▸ EXERCISE AIM:
Pull out the lines in the items below, starting at the line that contains "In every <instance>" and ending at the line that contains "714L751 736L757 702L742", and copy them word for word. Include both of those lines.
-*-
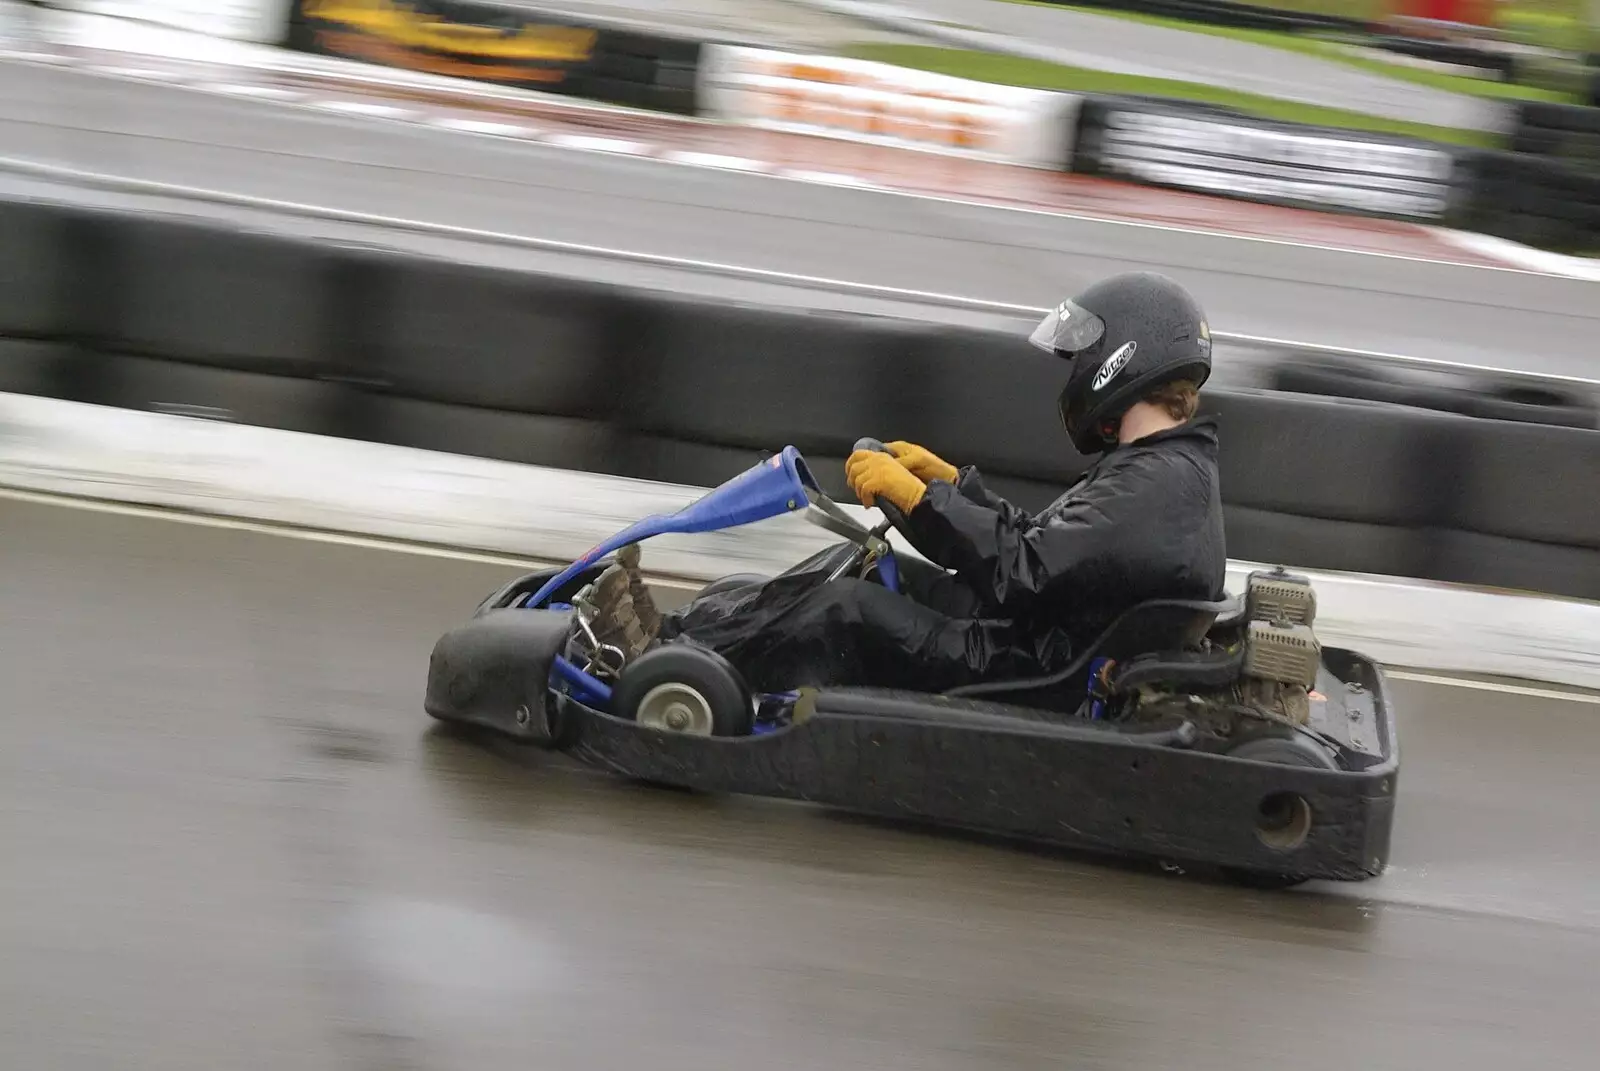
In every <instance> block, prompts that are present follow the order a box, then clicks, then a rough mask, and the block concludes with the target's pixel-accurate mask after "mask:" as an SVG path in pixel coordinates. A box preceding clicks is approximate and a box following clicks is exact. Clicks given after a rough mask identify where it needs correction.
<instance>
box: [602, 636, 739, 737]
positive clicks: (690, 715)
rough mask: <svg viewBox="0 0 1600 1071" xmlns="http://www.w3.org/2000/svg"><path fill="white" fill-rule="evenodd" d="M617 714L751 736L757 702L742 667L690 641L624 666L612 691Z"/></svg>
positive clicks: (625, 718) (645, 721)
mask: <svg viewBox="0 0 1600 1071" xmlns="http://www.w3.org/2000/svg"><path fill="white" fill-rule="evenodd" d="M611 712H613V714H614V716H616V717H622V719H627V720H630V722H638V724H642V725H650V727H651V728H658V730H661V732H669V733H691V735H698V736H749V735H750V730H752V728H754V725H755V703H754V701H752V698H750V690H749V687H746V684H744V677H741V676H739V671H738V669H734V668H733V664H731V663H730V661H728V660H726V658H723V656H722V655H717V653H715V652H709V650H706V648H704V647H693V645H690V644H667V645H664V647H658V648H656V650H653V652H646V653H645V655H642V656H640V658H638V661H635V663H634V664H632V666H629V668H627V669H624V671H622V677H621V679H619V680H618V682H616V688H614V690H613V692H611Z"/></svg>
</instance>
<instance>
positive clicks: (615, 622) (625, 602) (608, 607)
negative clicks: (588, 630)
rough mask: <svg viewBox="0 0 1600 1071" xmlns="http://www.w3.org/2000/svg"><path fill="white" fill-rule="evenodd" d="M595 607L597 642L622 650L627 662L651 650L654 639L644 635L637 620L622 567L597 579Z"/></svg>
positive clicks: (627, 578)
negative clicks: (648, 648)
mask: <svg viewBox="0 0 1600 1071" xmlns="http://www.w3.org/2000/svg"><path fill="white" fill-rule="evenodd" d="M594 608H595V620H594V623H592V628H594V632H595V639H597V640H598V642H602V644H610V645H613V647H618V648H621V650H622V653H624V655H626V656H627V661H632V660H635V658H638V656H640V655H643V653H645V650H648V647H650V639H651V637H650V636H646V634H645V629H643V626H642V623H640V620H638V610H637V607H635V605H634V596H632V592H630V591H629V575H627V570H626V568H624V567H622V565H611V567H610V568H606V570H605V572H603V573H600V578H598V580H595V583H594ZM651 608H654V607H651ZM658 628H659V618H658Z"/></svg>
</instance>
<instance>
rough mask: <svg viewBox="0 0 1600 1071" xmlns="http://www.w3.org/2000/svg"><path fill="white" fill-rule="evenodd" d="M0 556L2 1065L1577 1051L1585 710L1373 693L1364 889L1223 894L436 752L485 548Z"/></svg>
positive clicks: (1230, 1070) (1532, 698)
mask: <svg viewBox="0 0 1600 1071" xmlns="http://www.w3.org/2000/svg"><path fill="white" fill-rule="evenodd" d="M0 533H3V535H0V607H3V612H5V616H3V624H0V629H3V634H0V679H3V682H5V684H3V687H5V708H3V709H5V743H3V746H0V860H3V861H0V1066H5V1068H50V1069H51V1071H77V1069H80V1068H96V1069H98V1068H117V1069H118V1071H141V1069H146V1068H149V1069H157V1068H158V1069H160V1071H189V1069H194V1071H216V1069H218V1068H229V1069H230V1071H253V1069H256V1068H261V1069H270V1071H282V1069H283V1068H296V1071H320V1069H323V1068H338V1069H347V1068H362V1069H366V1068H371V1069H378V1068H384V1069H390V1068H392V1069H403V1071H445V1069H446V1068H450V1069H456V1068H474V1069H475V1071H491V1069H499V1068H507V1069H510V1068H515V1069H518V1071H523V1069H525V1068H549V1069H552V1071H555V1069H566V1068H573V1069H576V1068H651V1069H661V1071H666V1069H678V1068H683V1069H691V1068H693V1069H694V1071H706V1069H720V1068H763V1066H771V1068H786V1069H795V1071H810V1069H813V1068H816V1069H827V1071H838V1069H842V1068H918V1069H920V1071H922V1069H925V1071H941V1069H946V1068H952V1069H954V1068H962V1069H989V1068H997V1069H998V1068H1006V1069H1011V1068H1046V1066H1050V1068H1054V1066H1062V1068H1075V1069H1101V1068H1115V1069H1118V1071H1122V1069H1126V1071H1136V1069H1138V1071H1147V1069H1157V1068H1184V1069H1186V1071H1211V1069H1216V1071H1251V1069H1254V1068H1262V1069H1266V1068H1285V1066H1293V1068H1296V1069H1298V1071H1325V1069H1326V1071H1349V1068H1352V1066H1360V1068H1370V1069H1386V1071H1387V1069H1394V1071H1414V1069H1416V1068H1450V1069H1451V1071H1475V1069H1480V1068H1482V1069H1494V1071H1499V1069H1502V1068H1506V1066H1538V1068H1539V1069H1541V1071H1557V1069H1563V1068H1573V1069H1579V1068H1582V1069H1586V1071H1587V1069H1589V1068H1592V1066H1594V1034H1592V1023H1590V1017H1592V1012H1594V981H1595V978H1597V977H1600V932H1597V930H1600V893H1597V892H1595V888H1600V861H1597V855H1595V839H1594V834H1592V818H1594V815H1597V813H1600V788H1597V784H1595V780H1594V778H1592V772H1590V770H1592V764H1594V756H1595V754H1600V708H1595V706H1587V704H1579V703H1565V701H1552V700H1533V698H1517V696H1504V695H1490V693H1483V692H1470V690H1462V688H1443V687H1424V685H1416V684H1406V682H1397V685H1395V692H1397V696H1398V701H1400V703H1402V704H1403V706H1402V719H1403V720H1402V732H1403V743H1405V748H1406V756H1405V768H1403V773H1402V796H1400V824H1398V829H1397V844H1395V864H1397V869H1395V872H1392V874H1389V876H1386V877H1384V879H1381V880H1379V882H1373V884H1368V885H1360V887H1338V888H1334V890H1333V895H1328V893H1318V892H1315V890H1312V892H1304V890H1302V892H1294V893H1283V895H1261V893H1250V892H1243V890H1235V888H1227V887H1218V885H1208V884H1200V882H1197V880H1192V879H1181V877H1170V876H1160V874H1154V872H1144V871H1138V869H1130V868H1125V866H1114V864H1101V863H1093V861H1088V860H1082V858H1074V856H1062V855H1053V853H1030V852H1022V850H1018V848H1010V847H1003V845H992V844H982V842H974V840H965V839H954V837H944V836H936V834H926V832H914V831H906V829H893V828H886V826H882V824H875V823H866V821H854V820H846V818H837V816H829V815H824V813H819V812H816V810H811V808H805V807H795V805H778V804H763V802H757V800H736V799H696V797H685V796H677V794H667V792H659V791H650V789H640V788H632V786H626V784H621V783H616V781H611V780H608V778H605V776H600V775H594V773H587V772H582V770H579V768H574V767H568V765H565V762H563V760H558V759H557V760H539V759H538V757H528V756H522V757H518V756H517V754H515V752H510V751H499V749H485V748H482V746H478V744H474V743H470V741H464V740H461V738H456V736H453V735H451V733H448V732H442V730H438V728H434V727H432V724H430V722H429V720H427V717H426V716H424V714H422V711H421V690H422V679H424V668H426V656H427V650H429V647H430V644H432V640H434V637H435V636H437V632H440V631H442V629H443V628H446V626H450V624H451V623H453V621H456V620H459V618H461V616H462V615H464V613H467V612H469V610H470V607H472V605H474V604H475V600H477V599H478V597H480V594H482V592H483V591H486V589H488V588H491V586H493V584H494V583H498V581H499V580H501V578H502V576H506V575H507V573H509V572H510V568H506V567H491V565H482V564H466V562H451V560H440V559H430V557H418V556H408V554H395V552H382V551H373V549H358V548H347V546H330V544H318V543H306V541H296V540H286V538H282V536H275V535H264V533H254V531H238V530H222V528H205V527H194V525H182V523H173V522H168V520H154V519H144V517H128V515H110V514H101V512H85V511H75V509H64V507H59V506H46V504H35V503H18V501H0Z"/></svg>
-*-
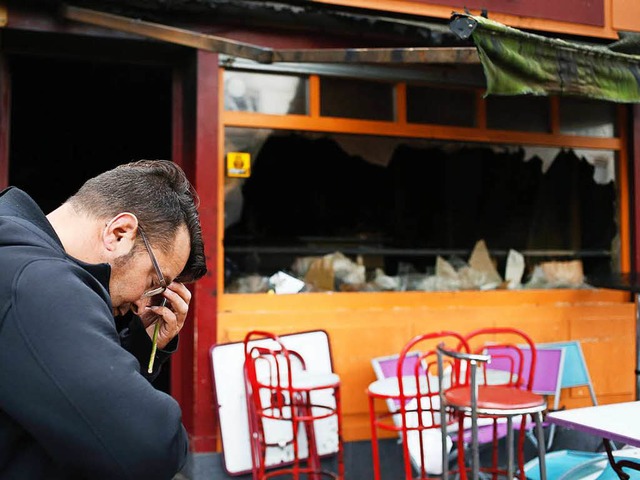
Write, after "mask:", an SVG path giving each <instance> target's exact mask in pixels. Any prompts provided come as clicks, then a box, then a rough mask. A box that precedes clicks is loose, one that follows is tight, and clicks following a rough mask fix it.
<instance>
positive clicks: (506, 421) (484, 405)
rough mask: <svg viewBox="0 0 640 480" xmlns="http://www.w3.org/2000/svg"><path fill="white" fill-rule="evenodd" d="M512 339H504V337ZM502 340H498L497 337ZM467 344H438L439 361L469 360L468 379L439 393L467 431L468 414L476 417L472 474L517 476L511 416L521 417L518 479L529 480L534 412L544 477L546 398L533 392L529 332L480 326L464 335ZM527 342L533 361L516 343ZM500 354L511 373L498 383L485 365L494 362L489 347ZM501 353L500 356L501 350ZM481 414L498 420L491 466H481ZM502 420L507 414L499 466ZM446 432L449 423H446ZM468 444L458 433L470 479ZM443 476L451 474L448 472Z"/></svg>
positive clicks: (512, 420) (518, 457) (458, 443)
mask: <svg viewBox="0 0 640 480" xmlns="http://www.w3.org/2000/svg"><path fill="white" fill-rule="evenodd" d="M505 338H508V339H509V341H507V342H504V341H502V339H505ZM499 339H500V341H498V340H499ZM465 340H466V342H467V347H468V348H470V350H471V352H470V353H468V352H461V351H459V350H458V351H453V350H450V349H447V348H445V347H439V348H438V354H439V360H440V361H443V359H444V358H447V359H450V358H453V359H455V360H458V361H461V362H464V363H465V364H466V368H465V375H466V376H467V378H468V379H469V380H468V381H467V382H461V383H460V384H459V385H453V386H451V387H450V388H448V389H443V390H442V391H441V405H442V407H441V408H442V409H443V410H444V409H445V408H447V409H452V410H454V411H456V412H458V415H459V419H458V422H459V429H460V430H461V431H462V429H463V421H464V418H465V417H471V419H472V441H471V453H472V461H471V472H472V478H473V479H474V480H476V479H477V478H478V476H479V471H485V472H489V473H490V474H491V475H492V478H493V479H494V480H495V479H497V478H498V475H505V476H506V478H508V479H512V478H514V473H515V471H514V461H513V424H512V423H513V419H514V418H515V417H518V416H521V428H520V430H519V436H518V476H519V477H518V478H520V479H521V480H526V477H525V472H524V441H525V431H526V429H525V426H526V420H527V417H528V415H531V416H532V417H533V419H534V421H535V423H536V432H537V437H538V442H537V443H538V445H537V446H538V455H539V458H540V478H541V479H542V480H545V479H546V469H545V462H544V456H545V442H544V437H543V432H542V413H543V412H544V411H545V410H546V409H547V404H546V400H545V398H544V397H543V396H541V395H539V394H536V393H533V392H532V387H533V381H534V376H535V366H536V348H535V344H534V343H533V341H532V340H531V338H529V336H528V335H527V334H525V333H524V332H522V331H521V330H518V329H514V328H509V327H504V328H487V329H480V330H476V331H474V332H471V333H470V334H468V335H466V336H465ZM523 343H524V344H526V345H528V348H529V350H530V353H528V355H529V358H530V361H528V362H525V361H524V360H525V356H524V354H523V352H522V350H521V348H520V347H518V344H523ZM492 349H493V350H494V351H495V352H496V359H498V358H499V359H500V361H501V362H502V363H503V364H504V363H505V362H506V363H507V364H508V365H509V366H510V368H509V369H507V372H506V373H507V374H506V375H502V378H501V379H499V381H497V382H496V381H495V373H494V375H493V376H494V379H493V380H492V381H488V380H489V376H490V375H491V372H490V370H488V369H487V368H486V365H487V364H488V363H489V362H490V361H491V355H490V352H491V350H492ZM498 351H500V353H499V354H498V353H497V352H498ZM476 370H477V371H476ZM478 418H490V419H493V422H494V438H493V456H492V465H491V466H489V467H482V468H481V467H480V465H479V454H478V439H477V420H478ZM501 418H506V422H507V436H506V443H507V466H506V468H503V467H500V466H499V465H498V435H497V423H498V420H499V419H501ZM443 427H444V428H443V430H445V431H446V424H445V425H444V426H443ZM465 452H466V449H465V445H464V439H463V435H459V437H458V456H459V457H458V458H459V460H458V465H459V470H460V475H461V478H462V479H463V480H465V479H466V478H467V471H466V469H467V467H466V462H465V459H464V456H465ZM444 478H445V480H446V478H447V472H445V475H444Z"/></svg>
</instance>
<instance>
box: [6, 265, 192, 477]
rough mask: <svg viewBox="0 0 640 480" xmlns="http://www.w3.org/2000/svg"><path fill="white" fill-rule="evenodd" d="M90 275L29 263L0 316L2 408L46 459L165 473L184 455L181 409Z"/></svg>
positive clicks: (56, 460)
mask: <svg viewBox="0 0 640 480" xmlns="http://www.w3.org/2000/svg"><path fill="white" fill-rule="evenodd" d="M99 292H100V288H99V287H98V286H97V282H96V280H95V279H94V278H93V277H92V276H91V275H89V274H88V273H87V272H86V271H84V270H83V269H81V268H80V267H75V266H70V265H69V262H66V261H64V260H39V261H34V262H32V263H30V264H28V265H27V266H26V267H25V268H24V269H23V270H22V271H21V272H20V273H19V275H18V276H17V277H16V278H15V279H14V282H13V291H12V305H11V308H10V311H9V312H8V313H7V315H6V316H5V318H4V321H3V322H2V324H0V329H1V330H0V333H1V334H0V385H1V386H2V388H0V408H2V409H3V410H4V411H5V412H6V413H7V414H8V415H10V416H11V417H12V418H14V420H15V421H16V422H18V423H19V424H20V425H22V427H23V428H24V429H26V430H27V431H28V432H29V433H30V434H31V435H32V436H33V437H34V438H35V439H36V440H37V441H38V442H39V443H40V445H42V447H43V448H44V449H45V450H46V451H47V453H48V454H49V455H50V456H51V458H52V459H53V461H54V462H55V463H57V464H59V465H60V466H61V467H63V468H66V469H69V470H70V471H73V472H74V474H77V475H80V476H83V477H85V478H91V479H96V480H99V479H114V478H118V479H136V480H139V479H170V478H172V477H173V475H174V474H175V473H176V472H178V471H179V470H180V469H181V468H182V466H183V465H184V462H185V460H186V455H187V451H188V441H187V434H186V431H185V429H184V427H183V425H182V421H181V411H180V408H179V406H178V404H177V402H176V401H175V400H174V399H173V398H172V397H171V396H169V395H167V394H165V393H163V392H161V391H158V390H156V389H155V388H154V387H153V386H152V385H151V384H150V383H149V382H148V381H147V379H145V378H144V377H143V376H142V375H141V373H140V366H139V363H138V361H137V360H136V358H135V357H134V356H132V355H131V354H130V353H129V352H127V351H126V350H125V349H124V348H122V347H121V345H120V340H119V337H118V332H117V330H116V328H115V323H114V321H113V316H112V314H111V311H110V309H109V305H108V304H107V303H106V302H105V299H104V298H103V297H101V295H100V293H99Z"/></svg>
-*-
▸ SOLUTION FOR THIS EXERCISE:
In every <instance> block, prompts that are present follow the order a box, then clicks, then a rough mask, and the block concludes with the target's pixel-accurate mask after "mask:" as an SVG path in pixel coordinates. A box preceding clicks is approximate and a box following clicks is exact. Clicks given after a rough mask identify where it needs correction.
<instance>
box: [602, 636, 739, 737]
positive clicks: (690, 715)
rough mask: <svg viewBox="0 0 1600 1071" xmlns="http://www.w3.org/2000/svg"><path fill="white" fill-rule="evenodd" d="M617 714L751 736L757 702L742 667L690 641L624 666L612 691Z"/></svg>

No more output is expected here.